Render each line of the rows below as a JSON list of strings, one string per line, with blank lines dropped and the pictures left out.

## Records
────────
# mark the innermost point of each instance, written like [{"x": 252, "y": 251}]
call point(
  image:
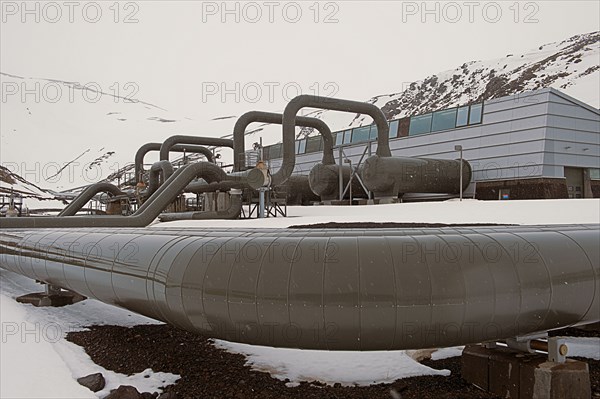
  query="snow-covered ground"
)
[
  {"x": 38, "y": 362},
  {"x": 561, "y": 211}
]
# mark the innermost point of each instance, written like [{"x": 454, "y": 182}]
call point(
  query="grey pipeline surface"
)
[
  {"x": 337, "y": 289},
  {"x": 288, "y": 136},
  {"x": 335, "y": 104},
  {"x": 146, "y": 148},
  {"x": 143, "y": 216}
]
────────
## Right answer
[
  "# mark the innermost point of each instance, written like [{\"x\": 252, \"y\": 251}]",
  "call point(",
  "  image:",
  "  query=\"snow-covered ground\"",
  ")",
  "[",
  "  {\"x\": 38, \"y\": 362},",
  "  {\"x\": 561, \"y\": 211}",
  "]",
  "# mark the innermost point of each instance, written like [{\"x\": 454, \"y\": 182}]",
  "call point(",
  "  query=\"grey pipeline surface\"",
  ")",
  "[",
  "  {\"x\": 337, \"y\": 289},",
  "  {\"x\": 288, \"y\": 136},",
  "  {\"x\": 335, \"y\": 104},",
  "  {\"x\": 146, \"y\": 148},",
  "  {\"x\": 143, \"y\": 216}",
  "]"
]